Excerpt to read:
Gillett & Johnston was a clockmaker and bell foundry based in Croydon, England from 1844 until 1957. Between 1844 and 1950, over 14,000 tower clocks were made at the works. The company's most successful and prominent period of activity as a bellfounder was in the 1920s and 1930s, when it was responsible for supplying many important bells and carillons for sites across Britain and around the world.

A successor company continues operation in Bletchingley, Surrey, under the Gillett & Johnston name, engaged in clock-making and clock and carillon repair.

History

The company traced its roots to a clockmaking business established by William Gillett in Hadlow, Kent, in the early 19th century. In 1837, Gillett moved his business to Clerkenwell, London; and in 1844 to the site in what later became known as Union Road, Thornton Heath, Croydon, which would remain its home for the next 113 years. Charles Bland became a partner in 1854, and the company subsequently traded as Gillett & Bland. In 1877, Arthur A. Johnston (c.1851–1916) bought a partnership, and shortly afterwards extended the company's output by establishing a bell foundry. The business became known as Gillett, Bland & Co until Bland's death in c.1884, when the name was changed to Gillett & Co. The name Gillett & Johnston seems to have been used from around 1887.

Arthur Johnston's son, Cyril Frederick Johnston (1884–1950), joined the company in 1902, became a partner in 1907, and took over the firm following his father's death in 1916. He developed an interest in the theory of bell-tuning, and greatly expanded the bellfounding side of the business. In 1905 he redeveloped the works, and installed a large vertical tuning lathe. He was particularly interested in the manufacture of carillons, which presented special problems of tuning distinct from those of church bells.

During the First World War, the factory suspended its regular business and became involved in the manufacture of munitions, employing over 1,250 men and women.

The firm became a limited liability company in 1925, initially trading as the Croydon Bell Foundry Ltd (although the name "Gillett and Johnston" still appeared on bells). It reverted to the name Gillett & Johnston Ltd in 1930.

Cyril Johnston resigned as managing director in 1948, following disagreements over company policy, and died suddenly two years later in 1950. Following his departure, Henry Michael Howard took over, and some bells were cast in his name. The business also now diversified into other engineering activities, and new subsidiaries (Microcastings Ltd and Bourdon Tools Ltd) were established. However, it experienced financial difficulties, caused in part by changing architectural tastes, and a falling-off in demand for traditional tower clocks and cast bells. In 1957 the business was taken into receivership and the works were closed down.

Input records:

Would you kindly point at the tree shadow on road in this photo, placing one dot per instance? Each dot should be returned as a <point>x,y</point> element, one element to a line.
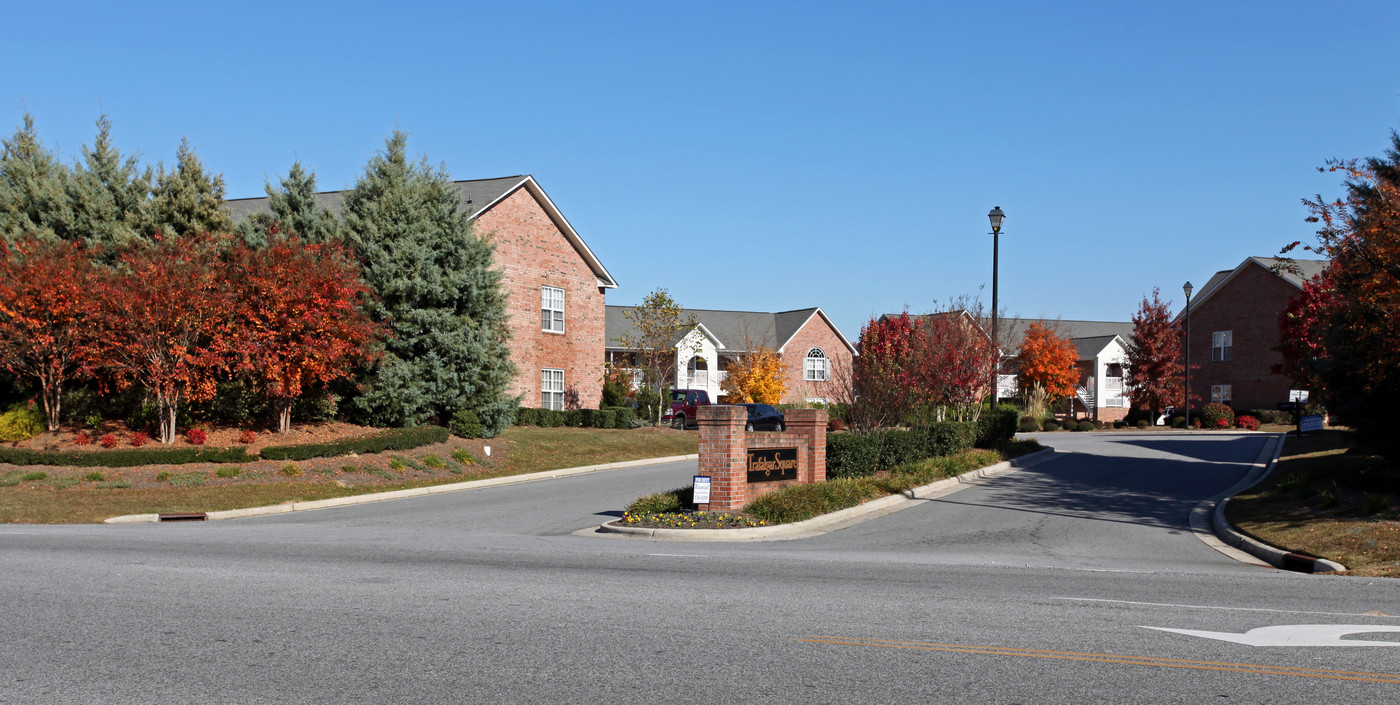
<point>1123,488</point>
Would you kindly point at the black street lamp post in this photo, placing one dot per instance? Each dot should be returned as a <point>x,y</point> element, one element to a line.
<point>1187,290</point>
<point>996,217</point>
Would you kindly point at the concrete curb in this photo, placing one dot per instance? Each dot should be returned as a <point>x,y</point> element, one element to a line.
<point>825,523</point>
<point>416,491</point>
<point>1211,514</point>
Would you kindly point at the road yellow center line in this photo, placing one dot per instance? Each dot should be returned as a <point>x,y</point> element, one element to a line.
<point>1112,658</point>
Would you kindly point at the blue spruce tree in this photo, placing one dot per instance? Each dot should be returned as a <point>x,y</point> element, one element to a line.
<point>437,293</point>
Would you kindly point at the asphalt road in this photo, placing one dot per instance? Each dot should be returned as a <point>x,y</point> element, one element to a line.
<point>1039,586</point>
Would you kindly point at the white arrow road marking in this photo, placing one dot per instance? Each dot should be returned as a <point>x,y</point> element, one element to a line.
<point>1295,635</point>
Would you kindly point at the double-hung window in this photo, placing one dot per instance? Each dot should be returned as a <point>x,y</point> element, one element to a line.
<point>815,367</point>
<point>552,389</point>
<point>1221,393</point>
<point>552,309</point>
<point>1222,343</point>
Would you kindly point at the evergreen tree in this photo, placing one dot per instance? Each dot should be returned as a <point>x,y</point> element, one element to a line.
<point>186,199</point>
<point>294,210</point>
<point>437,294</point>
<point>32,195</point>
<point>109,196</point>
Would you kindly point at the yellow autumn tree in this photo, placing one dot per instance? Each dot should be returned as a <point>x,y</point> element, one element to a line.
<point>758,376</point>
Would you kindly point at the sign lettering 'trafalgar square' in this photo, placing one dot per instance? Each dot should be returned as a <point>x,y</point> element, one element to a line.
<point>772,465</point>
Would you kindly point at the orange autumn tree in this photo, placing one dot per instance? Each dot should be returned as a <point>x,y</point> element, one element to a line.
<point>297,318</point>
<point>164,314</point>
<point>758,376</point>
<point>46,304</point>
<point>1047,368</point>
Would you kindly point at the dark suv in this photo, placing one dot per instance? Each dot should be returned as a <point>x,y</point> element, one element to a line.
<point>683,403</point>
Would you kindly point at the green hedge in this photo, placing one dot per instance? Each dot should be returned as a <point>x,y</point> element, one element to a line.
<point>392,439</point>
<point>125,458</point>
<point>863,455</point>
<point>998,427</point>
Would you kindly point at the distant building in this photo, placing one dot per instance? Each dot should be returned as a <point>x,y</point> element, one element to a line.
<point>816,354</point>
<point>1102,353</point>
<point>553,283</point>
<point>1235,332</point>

Given task A:
Return every line of the entries above that contains the string "road".
Given task B:
Extend the history of the Gillett & Johnston clock and bell firm, picking up right after its final sentence.

Exercise answer A:
Would you kindly point at the tree shadow on road in this photo, placing one dot per instance? Each dot should be returned as a <point>x,y</point> element, one element to a line.
Would you kindly point at the road yellow center line in this photo, placing one dot per instance? Each dot should be returned as a <point>x,y</point> element, one element to a line.
Would you kindly point at the asphalt road in this photo, placing one dot per instance? Each dot should be returned as a <point>x,y</point> element, one element to a line.
Would you kindly point at the white arrow road marking in this photo, placing one dot per instance? Each dot should be returned as a <point>x,y</point> element, one element to a line.

Exercise answer B:
Successor company
The business was sold in 1958 to the Bath Portland Group, which already owned Synchronome, a rival office clockmaking company. For a few years, the tower clock side was established in Wembley as Gillett-Johnston Clocks Ltd. In 1962 it was bought by Cecil Hector Coombes (d. 1972), who had previously worked for Gillett & Johnston in Croydon. He returned the firm to Croydon in 1963 as Gillett and Johnston (Croydon) Ltd, basing it first in Clarendon Road (1963–1970), and then in Sanderstead Road (1970–2012). In 2012 the company moved to new premises in Bletchingley, Surrey. It remains in the Coombes family, and undertakes clockmaking, and the restoration and maintenance of tower clocks, carillons and bells.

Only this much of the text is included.